[What you need to do] Pictures aside, output each record exactly.

[Dataset records]

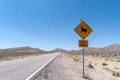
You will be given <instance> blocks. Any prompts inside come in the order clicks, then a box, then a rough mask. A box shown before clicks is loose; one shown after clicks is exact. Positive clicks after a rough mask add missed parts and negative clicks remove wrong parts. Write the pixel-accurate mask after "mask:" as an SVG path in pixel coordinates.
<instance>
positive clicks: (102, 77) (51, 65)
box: [47, 54, 120, 80]
mask: <svg viewBox="0 0 120 80" xmlns="http://www.w3.org/2000/svg"><path fill="white" fill-rule="evenodd" d="M118 59H119V58H114V57H113V58H106V57H96V56H91V55H88V56H85V78H82V76H83V75H82V70H83V67H82V66H83V64H82V55H68V54H62V55H60V56H59V57H58V58H57V59H56V60H55V61H54V62H53V63H52V64H51V65H50V66H49V71H50V70H51V73H52V74H49V75H52V76H51V77H50V78H48V79H47V80H120V62H119V60H118Z"/></svg>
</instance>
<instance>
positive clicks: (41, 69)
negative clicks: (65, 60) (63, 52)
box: [25, 52, 60, 80]
mask: <svg viewBox="0 0 120 80" xmlns="http://www.w3.org/2000/svg"><path fill="white" fill-rule="evenodd" d="M59 54H60V52H58V54H56V55H55V56H54V57H53V58H52V59H51V60H50V61H48V62H47V63H45V64H44V65H43V66H42V67H40V68H39V69H38V70H37V71H35V72H34V73H33V74H32V75H30V76H29V77H28V78H27V79H25V80H34V78H35V77H34V76H35V75H37V74H38V73H39V72H41V71H42V70H43V69H44V68H45V67H46V66H47V65H48V64H49V63H50V62H52V61H53V60H54V59H55V58H56V57H57V56H58V55H59Z"/></svg>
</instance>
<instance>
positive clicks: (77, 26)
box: [75, 21, 92, 39]
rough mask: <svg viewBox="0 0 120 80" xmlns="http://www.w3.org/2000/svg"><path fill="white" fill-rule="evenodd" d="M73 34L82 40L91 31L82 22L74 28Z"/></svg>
mask: <svg viewBox="0 0 120 80" xmlns="http://www.w3.org/2000/svg"><path fill="white" fill-rule="evenodd" d="M75 32H76V33H77V34H78V35H79V36H80V37H81V38H82V39H85V38H86V37H87V36H88V35H89V34H90V33H91V32H92V29H91V28H90V27H89V26H88V25H87V24H86V23H85V22H84V21H82V22H81V23H80V24H79V25H78V26H77V27H76V28H75Z"/></svg>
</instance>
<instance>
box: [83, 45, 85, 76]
mask: <svg viewBox="0 0 120 80" xmlns="http://www.w3.org/2000/svg"><path fill="white" fill-rule="evenodd" d="M84 65H85V64H84V47H83V78H84V77H85V75H84V74H85V71H84Z"/></svg>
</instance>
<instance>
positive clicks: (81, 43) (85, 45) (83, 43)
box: [79, 40, 88, 47]
mask: <svg viewBox="0 0 120 80" xmlns="http://www.w3.org/2000/svg"><path fill="white" fill-rule="evenodd" d="M79 47H88V40H79Z"/></svg>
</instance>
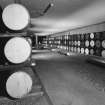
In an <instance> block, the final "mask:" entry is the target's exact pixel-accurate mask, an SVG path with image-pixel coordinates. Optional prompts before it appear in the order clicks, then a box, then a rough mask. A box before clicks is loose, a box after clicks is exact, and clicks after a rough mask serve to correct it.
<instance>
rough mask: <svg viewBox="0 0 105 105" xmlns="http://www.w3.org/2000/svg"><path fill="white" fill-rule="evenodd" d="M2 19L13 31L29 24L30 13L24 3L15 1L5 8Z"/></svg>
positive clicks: (26, 26)
mask: <svg viewBox="0 0 105 105" xmlns="http://www.w3.org/2000/svg"><path fill="white" fill-rule="evenodd" d="M2 19H3V22H4V24H5V26H6V27H7V28H9V29H10V30H13V31H20V30H23V29H25V28H26V27H27V26H28V24H29V22H30V15H29V12H28V10H27V9H26V8H25V7H24V6H23V5H21V4H16V3H13V4H10V5H8V6H6V7H5V8H4V10H3V13H2Z"/></svg>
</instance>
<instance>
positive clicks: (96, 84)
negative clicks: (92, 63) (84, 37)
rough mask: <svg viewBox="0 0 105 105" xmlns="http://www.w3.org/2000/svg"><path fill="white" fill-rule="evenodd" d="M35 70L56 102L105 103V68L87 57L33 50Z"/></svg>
mask: <svg viewBox="0 0 105 105" xmlns="http://www.w3.org/2000/svg"><path fill="white" fill-rule="evenodd" d="M32 57H33V58H34V59H36V63H37V66H36V72H37V74H38V75H39V77H40V79H41V81H42V83H43V85H44V87H45V89H46V92H47V94H48V95H49V97H50V99H51V101H52V103H53V104H54V105H105V92H104V86H105V81H104V80H105V69H104V68H102V67H98V66H97V65H93V64H89V63H87V62H86V59H87V57H85V56H78V55H75V54H73V53H71V56H69V57H68V56H64V55H60V54H57V53H56V52H50V51H46V52H42V53H41V52H40V53H39V54H38V53H37V54H33V56H32Z"/></svg>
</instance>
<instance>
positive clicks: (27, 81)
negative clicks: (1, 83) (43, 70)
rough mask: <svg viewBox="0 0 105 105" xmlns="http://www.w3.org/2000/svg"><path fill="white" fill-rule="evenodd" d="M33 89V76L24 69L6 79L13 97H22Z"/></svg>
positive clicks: (23, 96)
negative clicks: (29, 74) (25, 71)
mask: <svg viewBox="0 0 105 105" xmlns="http://www.w3.org/2000/svg"><path fill="white" fill-rule="evenodd" d="M31 89H32V78H31V77H30V75H29V74H27V73H26V72H23V71H18V72H15V73H13V74H12V75H10V76H9V78H8V79H7V81H6V91H7V93H8V94H9V95H10V96H11V97H13V98H22V97H24V96H26V95H27V94H28V93H29V92H30V91H31Z"/></svg>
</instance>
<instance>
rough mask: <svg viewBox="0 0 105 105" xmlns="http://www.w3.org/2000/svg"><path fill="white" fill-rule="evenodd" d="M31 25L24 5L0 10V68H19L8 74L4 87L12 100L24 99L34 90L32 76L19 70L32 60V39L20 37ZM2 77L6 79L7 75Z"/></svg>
mask: <svg viewBox="0 0 105 105" xmlns="http://www.w3.org/2000/svg"><path fill="white" fill-rule="evenodd" d="M29 24H30V15H29V12H28V10H27V9H26V8H25V7H24V6H23V5H20V4H17V3H13V4H9V5H7V6H6V7H5V8H4V9H2V8H0V66H1V65H2V66H8V69H9V66H10V65H16V66H17V68H16V69H17V70H15V69H11V70H10V71H12V73H10V75H9V74H8V78H7V79H6V81H5V86H4V88H5V87H6V91H7V93H8V95H9V96H10V97H12V98H22V97H24V96H25V95H27V94H28V93H29V92H30V91H31V89H32V82H33V81H32V78H31V76H30V75H29V74H28V73H26V72H25V71H23V70H21V69H20V68H18V64H22V63H25V62H27V61H28V60H29V59H31V50H32V49H31V48H32V46H31V39H30V38H29V37H23V36H21V35H19V33H20V32H24V31H25V30H26V29H27V28H28V27H29ZM24 36H25V35H24ZM1 71H3V70H1ZM6 74H7V73H6ZM0 75H1V72H0ZM2 77H5V74H4V75H2ZM0 81H2V78H0ZM3 81H4V79H3ZM1 84H2V82H1ZM1 91H2V90H1Z"/></svg>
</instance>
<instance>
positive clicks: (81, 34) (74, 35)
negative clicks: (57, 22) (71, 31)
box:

[Output for this task]
You will be given <instance> blocks. Any prompts inside come in the order clicks, then a box, then a rough mask. A box shown before clicks is loose; one shown after clicks is exact. Positive clicks after a rough mask add missed parts and negative clicks remove wrong parts. Write the pixel-accurate mask after "mask:" as an SVG path in pixel coordinates.
<instance>
positive clicks: (102, 77) (51, 65)
box: [47, 54, 120, 80]
mask: <svg viewBox="0 0 120 80" xmlns="http://www.w3.org/2000/svg"><path fill="white" fill-rule="evenodd" d="M118 59H119V58H114V57H113V58H106V57H96V56H91V55H88V56H85V78H82V76H83V75H82V70H83V67H82V66H83V64H82V55H68V54H62V55H60V56H59V57H58V58H57V59H56V60H55V61H54V62H53V63H52V64H51V65H50V66H49V71H50V70H51V73H52V74H49V75H52V76H51V77H50V78H48V79H47V80H120V62H119V60H118Z"/></svg>
</instance>
<instance>
positive clicks: (41, 69)
negative clicks: (65, 60) (63, 52)
box: [25, 52, 60, 80]
mask: <svg viewBox="0 0 120 80" xmlns="http://www.w3.org/2000/svg"><path fill="white" fill-rule="evenodd" d="M59 54H60V52H58V54H56V55H55V56H54V57H53V58H52V59H51V60H50V61H48V62H47V63H45V64H44V65H43V66H42V67H40V68H39V69H38V70H37V71H35V72H34V73H33V74H32V75H30V76H29V77H28V78H27V79H25V80H34V78H35V77H34V76H35V75H37V74H38V73H39V72H41V71H42V70H43V69H44V68H45V67H46V66H47V65H48V64H49V63H50V62H52V61H53V60H54V59H55V58H56V57H57V56H58V55H59Z"/></svg>
</instance>
<instance>
positive clicks: (77, 26)
box: [75, 21, 92, 39]
rough mask: <svg viewBox="0 0 120 80" xmlns="http://www.w3.org/2000/svg"><path fill="white" fill-rule="evenodd" d="M73 34L82 40L91 31L82 22L74 28Z"/></svg>
mask: <svg viewBox="0 0 120 80" xmlns="http://www.w3.org/2000/svg"><path fill="white" fill-rule="evenodd" d="M75 32H76V33H77V34H78V35H79V36H80V37H81V38H82V39H85V38H86V37H87V36H88V35H89V34H90V33H91V32H92V29H91V28H90V27H89V26H88V25H87V24H86V23H85V22H84V21H82V22H81V23H80V24H79V25H78V26H77V27H76V28H75Z"/></svg>
</instance>
<instance>
box: [83, 45, 85, 76]
mask: <svg viewBox="0 0 120 80" xmlns="http://www.w3.org/2000/svg"><path fill="white" fill-rule="evenodd" d="M84 65H85V64H84V47H83V78H84V77H85V75H84V74H85V71H84Z"/></svg>
</instance>
<instance>
positive clicks: (81, 43) (85, 45) (83, 43)
box: [79, 40, 88, 47]
mask: <svg viewBox="0 0 120 80" xmlns="http://www.w3.org/2000/svg"><path fill="white" fill-rule="evenodd" d="M79 47H88V40H79Z"/></svg>
</instance>
In an <instance> block, the final "mask:" entry is the target's exact pixel-accurate mask, an SVG path with image-pixel coordinates. Optional prompts before it appear in the order clicks, then a box, then a rough mask. A box before clicks is loose, a box after clicks is exact, and clicks after a rough mask serve to correct it.
<instance>
rough mask: <svg viewBox="0 0 105 105" xmlns="http://www.w3.org/2000/svg"><path fill="white" fill-rule="evenodd" d="M2 19L13 31L29 24L30 13L24 3L15 1L5 8Z"/></svg>
positive clicks: (26, 26)
mask: <svg viewBox="0 0 105 105" xmlns="http://www.w3.org/2000/svg"><path fill="white" fill-rule="evenodd" d="M2 19H3V22H4V24H5V26H6V27H7V28H9V29H10V30H13V31H20V30H23V29H25V28H26V27H27V26H28V24H29V22H30V15H29V12H28V10H27V9H26V8H25V7H24V6H23V5H21V4H16V3H13V4H10V5H8V6H6V7H5V8H4V10H3V13H2Z"/></svg>
</instance>
<instance>
positive clicks: (96, 84)
negative clicks: (92, 63) (84, 37)
rough mask: <svg viewBox="0 0 105 105" xmlns="http://www.w3.org/2000/svg"><path fill="white" fill-rule="evenodd" d="M35 70L56 102L105 103V68L87 57L33 50Z"/></svg>
mask: <svg viewBox="0 0 105 105" xmlns="http://www.w3.org/2000/svg"><path fill="white" fill-rule="evenodd" d="M32 57H33V58H34V59H36V63H37V66H36V72H37V74H38V75H39V77H40V79H41V81H42V83H43V85H44V87H45V89H46V92H47V94H48V95H49V97H50V99H51V101H52V103H53V104H54V105H105V92H104V86H105V81H104V80H105V69H104V68H102V67H98V66H97V65H93V64H89V63H87V62H86V59H87V57H85V56H78V55H75V54H73V53H71V56H69V57H68V56H64V55H60V54H57V53H56V52H50V51H46V52H42V53H41V52H40V53H39V54H38V53H37V54H33V56H32Z"/></svg>
</instance>
<instance>
positive clicks: (27, 81)
negative clicks: (1, 83) (43, 70)
rough mask: <svg viewBox="0 0 105 105" xmlns="http://www.w3.org/2000/svg"><path fill="white" fill-rule="evenodd" d="M33 89V76L24 69L6 79L13 97H22Z"/></svg>
positive clicks: (23, 96)
negative clicks: (29, 74) (25, 71)
mask: <svg viewBox="0 0 105 105" xmlns="http://www.w3.org/2000/svg"><path fill="white" fill-rule="evenodd" d="M31 89H32V78H31V77H30V75H29V74H27V73H26V72H23V71H18V72H15V73H13V74H12V75H10V76H9V78H8V79H7V81H6V91H7V93H8V94H9V95H10V96H11V97H13V98H22V97H24V96H26V95H27V94H28V93H29V92H30V91H31Z"/></svg>
</instance>
<instance>
rough mask: <svg viewBox="0 0 105 105" xmlns="http://www.w3.org/2000/svg"><path fill="white" fill-rule="evenodd" d="M31 25L24 5L0 10V68H19L8 74L4 87L12 100L24 99L34 90L32 76L19 70L32 60V39L20 37ZM2 77L6 79L7 75Z"/></svg>
mask: <svg viewBox="0 0 105 105" xmlns="http://www.w3.org/2000/svg"><path fill="white" fill-rule="evenodd" d="M29 24H30V15H29V12H28V10H27V9H26V8H25V7H24V6H23V5H20V4H17V3H13V4H9V5H7V6H6V7H5V8H4V9H2V8H0V66H1V65H2V66H8V69H9V66H10V65H16V66H17V68H16V69H17V70H15V69H11V70H10V71H12V73H10V75H9V74H8V78H7V79H6V81H5V86H4V88H5V87H6V91H7V93H8V95H9V96H10V97H12V98H22V97H24V96H25V95H27V94H28V93H29V92H30V91H31V89H32V82H33V81H32V78H31V76H30V75H29V74H28V73H26V72H25V71H23V70H21V69H20V68H18V64H22V63H25V62H27V61H28V60H29V59H31V50H32V49H31V48H32V46H31V39H30V38H29V37H23V36H21V35H19V33H20V32H24V31H25V30H26V29H27V28H28V27H29ZM24 36H25V35H24ZM1 71H3V70H1ZM6 74H7V73H6ZM0 75H1V72H0ZM2 77H5V74H4V75H2ZM0 81H2V78H0ZM3 81H4V79H3ZM1 84H2V82H1ZM1 91H2V90H1Z"/></svg>
</instance>
<instance>
positive clicks: (81, 34) (74, 35)
negative clicks: (57, 22) (71, 31)
box:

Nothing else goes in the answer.